Copy the items from the beginning through the line containing "340 252 358 272", leaving every other line unchanged. In each answer, multiply every bounding-box coordinate by 1.55 and round it to a whole number, with halves rounded up.

'''

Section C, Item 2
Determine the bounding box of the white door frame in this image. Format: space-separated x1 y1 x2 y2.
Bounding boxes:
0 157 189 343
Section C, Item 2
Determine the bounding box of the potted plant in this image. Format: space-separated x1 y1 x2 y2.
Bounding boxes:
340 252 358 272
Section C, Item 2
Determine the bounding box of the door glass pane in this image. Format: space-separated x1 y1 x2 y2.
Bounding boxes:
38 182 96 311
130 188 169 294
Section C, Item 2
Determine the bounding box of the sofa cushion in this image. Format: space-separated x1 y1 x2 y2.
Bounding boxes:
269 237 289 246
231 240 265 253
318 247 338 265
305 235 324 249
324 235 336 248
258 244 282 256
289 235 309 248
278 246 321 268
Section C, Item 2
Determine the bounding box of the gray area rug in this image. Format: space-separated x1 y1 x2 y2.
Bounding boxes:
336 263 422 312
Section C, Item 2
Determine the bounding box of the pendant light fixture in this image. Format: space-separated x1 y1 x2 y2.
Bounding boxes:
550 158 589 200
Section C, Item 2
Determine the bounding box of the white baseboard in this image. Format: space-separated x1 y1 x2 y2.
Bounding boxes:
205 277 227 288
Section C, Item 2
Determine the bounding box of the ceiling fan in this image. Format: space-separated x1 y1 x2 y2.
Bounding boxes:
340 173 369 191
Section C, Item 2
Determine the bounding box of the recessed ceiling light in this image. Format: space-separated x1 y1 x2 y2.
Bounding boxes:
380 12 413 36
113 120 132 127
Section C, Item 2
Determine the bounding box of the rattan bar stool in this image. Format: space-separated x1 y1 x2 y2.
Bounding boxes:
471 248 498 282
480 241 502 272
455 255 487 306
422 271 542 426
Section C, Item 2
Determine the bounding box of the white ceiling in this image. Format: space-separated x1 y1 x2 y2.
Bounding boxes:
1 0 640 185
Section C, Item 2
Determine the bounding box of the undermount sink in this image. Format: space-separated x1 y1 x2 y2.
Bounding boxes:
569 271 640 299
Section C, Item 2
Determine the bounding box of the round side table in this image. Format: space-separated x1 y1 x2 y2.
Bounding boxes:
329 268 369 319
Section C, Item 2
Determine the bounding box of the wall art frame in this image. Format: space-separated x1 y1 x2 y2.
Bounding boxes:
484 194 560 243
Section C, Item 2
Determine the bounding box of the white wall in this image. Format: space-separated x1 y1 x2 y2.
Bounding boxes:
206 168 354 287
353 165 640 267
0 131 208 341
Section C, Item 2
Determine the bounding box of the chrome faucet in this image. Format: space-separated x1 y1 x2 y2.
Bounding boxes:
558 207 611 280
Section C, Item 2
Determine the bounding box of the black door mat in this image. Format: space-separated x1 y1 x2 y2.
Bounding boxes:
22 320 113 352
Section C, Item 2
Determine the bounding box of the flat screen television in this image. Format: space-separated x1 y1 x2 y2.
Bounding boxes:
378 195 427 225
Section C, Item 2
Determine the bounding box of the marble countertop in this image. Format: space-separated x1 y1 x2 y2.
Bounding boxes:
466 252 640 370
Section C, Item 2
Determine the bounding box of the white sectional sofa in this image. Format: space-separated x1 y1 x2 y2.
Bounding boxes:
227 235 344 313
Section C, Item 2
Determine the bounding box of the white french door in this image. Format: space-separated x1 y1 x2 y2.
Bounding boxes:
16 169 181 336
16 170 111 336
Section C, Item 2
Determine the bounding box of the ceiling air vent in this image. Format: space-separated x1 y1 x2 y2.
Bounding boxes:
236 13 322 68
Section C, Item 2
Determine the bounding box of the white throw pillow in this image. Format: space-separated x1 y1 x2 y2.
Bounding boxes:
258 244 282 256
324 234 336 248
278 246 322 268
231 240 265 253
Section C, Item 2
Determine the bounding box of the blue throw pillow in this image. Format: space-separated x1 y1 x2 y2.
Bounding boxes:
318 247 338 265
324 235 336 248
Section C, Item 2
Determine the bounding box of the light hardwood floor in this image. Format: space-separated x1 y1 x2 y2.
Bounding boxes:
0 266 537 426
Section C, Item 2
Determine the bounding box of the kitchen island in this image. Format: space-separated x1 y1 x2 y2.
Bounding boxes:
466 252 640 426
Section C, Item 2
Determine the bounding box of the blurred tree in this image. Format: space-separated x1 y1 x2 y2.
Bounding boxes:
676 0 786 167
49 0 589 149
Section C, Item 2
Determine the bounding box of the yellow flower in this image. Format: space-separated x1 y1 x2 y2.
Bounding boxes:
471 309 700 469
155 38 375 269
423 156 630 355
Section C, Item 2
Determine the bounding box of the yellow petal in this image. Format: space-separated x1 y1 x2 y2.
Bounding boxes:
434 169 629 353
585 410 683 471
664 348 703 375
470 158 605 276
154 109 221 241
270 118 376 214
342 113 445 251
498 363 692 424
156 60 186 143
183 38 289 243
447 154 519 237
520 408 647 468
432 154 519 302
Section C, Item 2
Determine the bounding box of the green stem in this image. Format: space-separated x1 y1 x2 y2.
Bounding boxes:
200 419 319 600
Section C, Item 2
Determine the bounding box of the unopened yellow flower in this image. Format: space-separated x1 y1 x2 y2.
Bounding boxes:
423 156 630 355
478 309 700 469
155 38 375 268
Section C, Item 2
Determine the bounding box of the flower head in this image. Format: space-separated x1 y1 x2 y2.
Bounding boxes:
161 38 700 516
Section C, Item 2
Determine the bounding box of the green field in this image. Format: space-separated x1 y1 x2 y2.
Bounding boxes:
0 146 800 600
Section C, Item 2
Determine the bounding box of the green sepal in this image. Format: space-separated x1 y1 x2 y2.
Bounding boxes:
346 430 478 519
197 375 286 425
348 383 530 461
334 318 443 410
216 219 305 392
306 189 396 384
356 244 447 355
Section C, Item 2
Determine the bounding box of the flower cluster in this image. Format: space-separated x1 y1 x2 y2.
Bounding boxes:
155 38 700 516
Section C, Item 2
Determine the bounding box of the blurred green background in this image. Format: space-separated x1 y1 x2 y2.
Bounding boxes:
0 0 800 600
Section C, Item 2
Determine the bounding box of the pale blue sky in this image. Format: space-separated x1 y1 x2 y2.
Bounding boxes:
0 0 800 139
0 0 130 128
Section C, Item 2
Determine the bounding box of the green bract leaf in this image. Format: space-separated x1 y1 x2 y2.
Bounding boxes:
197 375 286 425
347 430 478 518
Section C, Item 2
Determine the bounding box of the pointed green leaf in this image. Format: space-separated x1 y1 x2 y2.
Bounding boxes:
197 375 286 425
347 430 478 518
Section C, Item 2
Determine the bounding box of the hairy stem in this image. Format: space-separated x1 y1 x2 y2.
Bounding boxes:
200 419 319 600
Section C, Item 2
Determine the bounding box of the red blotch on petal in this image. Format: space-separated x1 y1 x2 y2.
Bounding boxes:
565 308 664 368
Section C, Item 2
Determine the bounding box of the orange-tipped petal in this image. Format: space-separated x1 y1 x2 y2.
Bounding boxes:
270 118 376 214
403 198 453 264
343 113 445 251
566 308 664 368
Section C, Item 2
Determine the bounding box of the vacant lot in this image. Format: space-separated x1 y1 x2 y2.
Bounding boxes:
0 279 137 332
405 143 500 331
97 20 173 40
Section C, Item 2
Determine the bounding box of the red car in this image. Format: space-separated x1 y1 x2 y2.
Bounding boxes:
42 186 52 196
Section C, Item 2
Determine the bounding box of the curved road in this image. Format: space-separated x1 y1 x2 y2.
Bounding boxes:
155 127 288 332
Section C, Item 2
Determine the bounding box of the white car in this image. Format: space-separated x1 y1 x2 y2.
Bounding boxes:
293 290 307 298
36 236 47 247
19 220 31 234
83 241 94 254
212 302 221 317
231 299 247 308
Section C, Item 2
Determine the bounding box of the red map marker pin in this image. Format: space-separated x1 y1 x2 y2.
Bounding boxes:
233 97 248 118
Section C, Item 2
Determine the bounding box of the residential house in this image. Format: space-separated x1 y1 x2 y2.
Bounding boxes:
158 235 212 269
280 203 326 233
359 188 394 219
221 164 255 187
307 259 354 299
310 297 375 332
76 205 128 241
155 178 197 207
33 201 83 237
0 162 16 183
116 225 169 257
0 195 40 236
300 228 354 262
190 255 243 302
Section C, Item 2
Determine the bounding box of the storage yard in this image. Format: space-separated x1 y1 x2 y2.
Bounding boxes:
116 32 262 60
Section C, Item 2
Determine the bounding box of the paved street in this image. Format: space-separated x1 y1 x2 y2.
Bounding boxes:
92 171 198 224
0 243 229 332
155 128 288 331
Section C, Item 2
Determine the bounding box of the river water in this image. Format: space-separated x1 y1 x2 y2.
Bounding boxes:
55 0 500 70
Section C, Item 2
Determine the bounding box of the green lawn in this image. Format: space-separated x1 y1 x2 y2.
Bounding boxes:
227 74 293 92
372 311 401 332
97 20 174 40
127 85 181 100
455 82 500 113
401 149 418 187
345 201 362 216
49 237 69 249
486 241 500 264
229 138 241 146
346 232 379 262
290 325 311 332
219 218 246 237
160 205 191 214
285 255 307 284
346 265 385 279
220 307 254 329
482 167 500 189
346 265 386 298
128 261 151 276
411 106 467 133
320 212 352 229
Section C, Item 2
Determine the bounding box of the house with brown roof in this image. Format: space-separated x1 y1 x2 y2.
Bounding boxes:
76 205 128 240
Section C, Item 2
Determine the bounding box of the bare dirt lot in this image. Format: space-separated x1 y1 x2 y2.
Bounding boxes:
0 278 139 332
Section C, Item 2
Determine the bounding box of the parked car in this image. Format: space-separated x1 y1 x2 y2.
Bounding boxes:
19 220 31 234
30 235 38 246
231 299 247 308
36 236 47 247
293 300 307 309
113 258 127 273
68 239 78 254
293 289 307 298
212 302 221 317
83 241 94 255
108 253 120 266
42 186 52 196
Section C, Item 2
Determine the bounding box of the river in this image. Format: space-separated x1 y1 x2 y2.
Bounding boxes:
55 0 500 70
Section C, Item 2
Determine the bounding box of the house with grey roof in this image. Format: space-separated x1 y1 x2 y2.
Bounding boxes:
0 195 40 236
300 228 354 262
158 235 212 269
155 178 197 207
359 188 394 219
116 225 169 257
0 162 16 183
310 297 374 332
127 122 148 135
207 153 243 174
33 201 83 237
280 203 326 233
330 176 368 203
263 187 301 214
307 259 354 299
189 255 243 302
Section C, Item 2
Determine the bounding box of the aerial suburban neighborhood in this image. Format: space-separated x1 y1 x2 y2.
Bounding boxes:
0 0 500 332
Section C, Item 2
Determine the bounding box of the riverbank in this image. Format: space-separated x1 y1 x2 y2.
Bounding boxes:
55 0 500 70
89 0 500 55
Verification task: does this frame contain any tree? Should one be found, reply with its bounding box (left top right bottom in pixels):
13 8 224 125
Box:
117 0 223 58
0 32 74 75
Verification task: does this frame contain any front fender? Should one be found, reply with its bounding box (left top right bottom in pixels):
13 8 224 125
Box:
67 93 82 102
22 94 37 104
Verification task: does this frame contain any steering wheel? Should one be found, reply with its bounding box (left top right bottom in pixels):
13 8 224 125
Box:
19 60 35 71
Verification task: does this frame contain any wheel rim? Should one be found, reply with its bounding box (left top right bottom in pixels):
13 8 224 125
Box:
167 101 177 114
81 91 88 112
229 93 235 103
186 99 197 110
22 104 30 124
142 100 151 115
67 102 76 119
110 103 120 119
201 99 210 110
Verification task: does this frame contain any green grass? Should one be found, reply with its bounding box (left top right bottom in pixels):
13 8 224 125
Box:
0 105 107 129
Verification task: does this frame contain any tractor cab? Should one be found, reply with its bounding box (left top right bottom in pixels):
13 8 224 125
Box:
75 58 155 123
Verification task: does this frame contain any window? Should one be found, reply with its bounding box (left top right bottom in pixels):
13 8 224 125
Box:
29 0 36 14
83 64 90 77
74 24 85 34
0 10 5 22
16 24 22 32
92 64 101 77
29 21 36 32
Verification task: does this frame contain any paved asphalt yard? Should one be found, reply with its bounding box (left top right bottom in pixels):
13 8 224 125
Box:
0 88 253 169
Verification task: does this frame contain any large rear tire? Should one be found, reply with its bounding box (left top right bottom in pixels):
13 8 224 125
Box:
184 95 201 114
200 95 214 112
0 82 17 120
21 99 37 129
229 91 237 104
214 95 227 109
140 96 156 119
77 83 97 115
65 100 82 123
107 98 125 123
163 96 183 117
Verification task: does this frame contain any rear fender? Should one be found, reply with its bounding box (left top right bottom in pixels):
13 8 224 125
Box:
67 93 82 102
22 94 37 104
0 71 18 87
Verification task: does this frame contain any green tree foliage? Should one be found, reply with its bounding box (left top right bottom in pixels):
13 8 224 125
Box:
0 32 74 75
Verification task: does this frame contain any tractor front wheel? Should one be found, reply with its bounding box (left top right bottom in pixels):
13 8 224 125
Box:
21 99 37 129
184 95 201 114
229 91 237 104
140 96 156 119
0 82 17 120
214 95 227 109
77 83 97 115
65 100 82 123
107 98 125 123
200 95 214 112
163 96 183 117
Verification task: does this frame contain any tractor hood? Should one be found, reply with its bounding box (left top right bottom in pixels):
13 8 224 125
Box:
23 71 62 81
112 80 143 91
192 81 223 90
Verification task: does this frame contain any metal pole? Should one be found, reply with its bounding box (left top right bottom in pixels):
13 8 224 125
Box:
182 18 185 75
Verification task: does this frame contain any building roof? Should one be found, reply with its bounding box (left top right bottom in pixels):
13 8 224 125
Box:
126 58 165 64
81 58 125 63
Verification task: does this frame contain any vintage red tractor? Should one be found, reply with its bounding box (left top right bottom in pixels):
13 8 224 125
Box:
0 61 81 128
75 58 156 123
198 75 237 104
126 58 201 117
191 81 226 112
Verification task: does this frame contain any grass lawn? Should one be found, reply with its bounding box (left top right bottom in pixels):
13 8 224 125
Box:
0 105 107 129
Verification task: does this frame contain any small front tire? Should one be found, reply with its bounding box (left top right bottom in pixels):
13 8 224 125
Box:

'''

◆ RESULT OF THIS TASK ◆
Section C, Item 2
Determine the bounding box of the white door frame in this image. Format: space-separated x1 y1 x2 y2.
Bounding boxes:
0 243 293 532
Section C, Item 2
Determine the bounding box of the potted plant in this image. Format: space-separated x1 y1 x2 y2.
Bounding boxes:
527 391 555 422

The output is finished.